(Source data)
#####
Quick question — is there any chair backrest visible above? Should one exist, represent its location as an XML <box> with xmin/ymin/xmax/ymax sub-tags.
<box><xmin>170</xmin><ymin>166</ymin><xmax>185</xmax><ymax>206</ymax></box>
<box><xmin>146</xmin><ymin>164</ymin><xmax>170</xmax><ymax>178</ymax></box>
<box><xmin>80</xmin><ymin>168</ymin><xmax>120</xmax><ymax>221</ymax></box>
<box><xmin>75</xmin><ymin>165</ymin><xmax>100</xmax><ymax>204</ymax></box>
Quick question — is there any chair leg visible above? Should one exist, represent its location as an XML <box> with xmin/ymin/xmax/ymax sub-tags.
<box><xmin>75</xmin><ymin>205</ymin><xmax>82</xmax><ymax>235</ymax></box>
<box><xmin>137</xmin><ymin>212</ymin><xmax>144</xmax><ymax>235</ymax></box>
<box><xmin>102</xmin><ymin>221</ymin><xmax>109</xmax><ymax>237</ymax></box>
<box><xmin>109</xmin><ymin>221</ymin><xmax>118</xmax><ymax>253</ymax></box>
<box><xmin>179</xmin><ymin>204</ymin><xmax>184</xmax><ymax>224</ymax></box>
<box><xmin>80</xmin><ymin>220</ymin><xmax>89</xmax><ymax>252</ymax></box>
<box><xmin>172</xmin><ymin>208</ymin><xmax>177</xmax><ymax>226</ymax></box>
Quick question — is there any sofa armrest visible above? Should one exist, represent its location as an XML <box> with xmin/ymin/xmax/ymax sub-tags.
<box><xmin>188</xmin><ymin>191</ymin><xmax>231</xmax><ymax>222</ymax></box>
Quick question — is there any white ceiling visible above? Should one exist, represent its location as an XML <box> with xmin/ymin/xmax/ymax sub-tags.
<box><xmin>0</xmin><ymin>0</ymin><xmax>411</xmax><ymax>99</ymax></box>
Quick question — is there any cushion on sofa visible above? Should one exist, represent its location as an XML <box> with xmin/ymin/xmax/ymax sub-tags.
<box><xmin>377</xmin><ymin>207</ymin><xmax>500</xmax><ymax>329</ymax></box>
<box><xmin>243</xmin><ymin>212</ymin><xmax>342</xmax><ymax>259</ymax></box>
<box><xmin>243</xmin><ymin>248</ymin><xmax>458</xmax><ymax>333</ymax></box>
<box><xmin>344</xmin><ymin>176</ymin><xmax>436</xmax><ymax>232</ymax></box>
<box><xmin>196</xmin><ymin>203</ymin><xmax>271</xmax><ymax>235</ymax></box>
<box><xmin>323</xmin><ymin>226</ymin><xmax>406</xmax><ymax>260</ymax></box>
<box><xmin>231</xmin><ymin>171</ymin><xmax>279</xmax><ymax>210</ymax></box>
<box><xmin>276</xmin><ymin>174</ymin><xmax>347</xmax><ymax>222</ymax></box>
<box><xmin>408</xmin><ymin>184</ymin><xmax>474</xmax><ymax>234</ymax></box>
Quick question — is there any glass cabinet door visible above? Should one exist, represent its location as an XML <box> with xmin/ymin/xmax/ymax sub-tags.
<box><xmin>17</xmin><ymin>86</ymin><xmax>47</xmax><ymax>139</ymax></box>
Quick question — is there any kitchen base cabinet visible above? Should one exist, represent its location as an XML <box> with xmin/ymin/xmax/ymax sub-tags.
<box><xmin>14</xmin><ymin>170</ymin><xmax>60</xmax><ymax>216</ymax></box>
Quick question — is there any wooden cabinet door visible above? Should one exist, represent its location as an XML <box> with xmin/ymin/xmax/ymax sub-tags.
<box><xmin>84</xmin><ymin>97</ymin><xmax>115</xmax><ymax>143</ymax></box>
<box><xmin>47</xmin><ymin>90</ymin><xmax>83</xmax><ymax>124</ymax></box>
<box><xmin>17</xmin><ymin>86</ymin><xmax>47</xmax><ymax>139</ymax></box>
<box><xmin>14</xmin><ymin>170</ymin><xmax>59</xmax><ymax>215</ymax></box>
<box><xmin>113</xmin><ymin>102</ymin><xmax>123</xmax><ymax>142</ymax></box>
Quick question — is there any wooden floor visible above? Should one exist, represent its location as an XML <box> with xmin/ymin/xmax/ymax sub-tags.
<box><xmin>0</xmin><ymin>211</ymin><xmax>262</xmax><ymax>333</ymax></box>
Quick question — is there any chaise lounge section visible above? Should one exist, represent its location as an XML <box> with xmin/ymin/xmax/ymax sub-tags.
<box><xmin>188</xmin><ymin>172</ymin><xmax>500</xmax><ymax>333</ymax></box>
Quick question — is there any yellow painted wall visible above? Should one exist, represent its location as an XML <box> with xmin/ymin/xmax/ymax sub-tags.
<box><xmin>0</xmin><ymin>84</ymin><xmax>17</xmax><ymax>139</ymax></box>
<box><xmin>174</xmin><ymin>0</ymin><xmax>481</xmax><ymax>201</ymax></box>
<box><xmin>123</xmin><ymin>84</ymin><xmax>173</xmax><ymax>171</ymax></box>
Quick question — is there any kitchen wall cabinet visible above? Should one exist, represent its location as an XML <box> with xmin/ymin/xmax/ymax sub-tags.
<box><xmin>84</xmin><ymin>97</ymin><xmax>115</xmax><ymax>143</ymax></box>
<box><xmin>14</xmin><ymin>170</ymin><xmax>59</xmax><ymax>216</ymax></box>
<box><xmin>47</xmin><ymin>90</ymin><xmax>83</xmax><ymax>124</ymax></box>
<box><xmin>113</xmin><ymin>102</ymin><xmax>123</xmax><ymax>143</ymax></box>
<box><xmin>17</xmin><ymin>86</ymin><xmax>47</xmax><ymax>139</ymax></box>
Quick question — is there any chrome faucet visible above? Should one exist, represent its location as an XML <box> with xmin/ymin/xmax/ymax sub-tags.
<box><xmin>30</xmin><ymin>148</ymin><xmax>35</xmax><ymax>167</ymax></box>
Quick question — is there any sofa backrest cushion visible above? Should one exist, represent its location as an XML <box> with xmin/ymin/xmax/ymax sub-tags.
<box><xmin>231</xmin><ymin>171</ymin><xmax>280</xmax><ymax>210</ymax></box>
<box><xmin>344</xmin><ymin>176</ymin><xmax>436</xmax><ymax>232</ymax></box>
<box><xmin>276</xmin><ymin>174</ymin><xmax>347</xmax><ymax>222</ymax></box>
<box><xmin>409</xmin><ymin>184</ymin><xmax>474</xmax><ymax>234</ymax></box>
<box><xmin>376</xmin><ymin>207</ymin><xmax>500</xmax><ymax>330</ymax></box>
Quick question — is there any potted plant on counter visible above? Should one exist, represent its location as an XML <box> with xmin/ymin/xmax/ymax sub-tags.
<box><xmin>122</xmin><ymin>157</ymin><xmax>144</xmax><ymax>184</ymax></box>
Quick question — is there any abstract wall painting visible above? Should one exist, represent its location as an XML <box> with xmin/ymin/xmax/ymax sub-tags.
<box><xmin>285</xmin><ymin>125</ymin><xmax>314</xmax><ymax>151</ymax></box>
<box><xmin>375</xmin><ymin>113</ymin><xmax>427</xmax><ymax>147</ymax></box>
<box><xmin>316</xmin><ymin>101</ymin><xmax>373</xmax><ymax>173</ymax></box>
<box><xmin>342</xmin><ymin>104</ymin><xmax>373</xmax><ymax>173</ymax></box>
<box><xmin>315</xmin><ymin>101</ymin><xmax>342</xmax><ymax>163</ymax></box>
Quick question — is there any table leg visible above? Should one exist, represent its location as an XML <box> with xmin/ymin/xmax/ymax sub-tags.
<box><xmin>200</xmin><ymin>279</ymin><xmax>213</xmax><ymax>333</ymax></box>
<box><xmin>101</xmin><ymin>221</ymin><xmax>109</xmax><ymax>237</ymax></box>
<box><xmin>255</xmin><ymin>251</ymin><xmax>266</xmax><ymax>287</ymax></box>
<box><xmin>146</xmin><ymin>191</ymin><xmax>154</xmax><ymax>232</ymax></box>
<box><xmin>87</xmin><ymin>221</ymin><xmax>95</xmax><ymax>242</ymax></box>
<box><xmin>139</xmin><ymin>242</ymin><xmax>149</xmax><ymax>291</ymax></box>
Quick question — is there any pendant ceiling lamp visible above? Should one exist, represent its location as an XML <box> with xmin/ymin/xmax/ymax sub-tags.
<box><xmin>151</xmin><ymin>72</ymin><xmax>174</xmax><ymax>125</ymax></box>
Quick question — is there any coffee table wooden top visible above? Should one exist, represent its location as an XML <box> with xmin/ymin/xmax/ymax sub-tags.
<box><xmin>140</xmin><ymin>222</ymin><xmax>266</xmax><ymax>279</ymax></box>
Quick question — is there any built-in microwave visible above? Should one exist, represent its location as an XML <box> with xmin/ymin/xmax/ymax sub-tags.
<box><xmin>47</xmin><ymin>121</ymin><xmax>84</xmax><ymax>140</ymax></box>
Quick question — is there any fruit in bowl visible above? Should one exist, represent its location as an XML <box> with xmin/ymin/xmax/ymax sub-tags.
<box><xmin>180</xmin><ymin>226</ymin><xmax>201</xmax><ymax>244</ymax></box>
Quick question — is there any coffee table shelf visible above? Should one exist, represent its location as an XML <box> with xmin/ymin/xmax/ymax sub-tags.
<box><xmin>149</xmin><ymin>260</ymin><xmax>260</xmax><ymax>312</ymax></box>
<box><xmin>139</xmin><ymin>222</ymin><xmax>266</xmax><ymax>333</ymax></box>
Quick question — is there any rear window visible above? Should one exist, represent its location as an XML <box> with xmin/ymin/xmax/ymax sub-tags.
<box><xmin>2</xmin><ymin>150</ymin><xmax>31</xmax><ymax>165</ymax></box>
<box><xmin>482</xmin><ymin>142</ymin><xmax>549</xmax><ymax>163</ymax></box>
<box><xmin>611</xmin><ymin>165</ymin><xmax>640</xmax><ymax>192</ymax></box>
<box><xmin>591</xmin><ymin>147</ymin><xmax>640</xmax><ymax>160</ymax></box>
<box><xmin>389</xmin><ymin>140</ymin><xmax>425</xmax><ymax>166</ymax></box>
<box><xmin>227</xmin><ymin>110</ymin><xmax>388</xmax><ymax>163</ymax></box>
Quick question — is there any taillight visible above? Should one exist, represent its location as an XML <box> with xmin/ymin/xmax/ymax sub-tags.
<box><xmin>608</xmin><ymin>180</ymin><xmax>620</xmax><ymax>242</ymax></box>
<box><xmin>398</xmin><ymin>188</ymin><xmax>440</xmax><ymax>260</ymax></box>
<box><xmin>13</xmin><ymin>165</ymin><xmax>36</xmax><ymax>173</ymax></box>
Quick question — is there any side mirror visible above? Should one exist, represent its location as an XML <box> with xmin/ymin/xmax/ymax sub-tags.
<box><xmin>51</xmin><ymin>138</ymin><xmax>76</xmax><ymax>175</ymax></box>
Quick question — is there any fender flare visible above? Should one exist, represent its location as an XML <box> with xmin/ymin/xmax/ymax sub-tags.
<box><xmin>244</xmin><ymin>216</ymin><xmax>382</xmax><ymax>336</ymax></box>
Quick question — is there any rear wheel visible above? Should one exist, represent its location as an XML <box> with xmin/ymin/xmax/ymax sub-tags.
#####
What is being asked ▸ Lay out the lines from the one containing "Quick question — is there any taillight" through the last line of the source data as a Markdown table with the columns Row and Line, numbering each row and omitting any blank lines.

Answer to the task ▸
| Row | Line |
|---|---|
| 1 | Quick question — is there any taillight visible above? Should one exist, represent its location as an XML <box> with xmin/ymin/xmax/ymax sub-tags. |
| 2 | <box><xmin>608</xmin><ymin>180</ymin><xmax>620</xmax><ymax>242</ymax></box> |
| 3 | <box><xmin>398</xmin><ymin>188</ymin><xmax>440</xmax><ymax>260</ymax></box> |
| 4 | <box><xmin>13</xmin><ymin>165</ymin><xmax>36</xmax><ymax>173</ymax></box> |
| 5 | Quick question — is there any side mirror visible above? Should one exist, represent its location as an XML <box> with xmin/ymin/xmax/ymax sub-tags. |
| 6 | <box><xmin>51</xmin><ymin>138</ymin><xmax>76</xmax><ymax>175</ymax></box> |
| 7 | Quick question — is there any fender flare visible above? Should one exist, represent its location as an XML <box> with xmin/ymin/xmax/ymax sub-tags. |
| 8 | <box><xmin>244</xmin><ymin>216</ymin><xmax>382</xmax><ymax>336</ymax></box> |
| 9 | Quick question — is there any rear wheel visible above? Should one exist, represent its location as an XML <box> with xmin/ymin/xmax/ymax sub-tags. |